ENTRIES SUPPLIED
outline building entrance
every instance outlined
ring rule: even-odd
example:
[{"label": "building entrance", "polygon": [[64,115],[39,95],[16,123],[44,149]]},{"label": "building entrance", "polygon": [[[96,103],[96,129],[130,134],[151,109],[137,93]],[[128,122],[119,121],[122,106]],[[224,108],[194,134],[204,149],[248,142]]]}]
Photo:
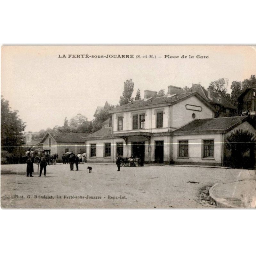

WORK TO DO
Reproduce the material above with every occurrence of "building entrance" replaced by "doorway" and everything else unchanged. Omit the picture from your reproduction.

RESPONSE BELOW
outline doorway
every instance outlined
ring rule: even-odd
example:
[{"label": "doorway", "polygon": [[64,115],[39,95],[16,123],[44,149]]},{"label": "doorway", "polygon": [[[96,103],[96,129],[130,134],[151,109],[137,93]],[[128,122],[119,121],[122,106]],[[224,108],[194,134],[204,149],[248,142]]]}]
Photo:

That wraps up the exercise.